Gisteren de moeilijke beslissing genomen: lopen we zaterdag met bewolkt en relatief gematigde temperaturen of zondag met zon en hogere temperaturen, Gezien de ervaringen met onze laatste sessie van het Oosterscheldepad kiezen we voor de zaterdag, Mede dankzij de talloze werkzaamheden wordt het een lange reis. Om kwart voor elf kunnen we in de benen. De eerste meters zijn ons bekend van de vorige wandeling door een heel aardig aangelegde soort heemtuin.
Grote pollen echt walstro lichten fel op.
Na een houtwal komen we bij de Terluchtse Weel, ontstaan bij een dijkdoorbraak van de Schenge.
In de 14 e eeuw vertrok hier een veer over de Schenge naar het eiland Wolphaartsdijk..Wij duiken het ingepolderde land in waar vroeger de Schenge stroomde.

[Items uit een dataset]
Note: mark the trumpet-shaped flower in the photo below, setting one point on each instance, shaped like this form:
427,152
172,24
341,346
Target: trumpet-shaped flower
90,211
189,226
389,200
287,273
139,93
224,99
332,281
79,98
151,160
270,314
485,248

## OPDRACHT 1
Hoe is de Terluchtse Weel volgens het wandelverslag ontstaan?
## OPDRACHT 2
Schrijf het wandelverslag verder vanaf de laatste zin.

## ANTWOORD 1
Bij een dijkdoorbraak van de Schenge.

## ANTWOORD 2
De kerk van Wolphaartsdijk doemt al op aan de horizon.
We passeren het natuurgebied De Weel, dat in de in 1649 drooggelegde Heerenpolder ligt.
De omgeving van deze voormalige kreek trekt veel vogels aan. Even buiten Wolphaartsdijk staat een opmerkelijke molen. Hij werd gebouwd in 1818 als grondzeiler. Na een conflict over windrechten werd hij in 1894 10,5 m verhoogd en kreeg een stelling op 8,90 m. Na een brand in 1993 werd de molen nog eens 70 cm verhoogd, zodat de vlucht 22 m kon bedragen.Momenteel maalt hij vrijwel elke dag voor de warme bakker.
Na het passeren van het kerkhof
ronden we de met fruit volgeplante Fredericapolder. We komen uit op een dijkje met huizen waar het erg druk is. Er blijkt een rommelfietstocht te zijn georganiseerd, een soort vrijmarkt door omgeving. Spoedig gaan wij een onverhard dijkje met schapen op en is de rust wedergekeerd. Waar het asfalt van de Noorddijk begint hebben we nog zicht op de kerk van Wolphaartsdijk.
Het neo-byzantijnse gebouw uit 1862 verving de gesloopte kerk uit 1370. Langs de Noorddijk bloeien kaardenbollen.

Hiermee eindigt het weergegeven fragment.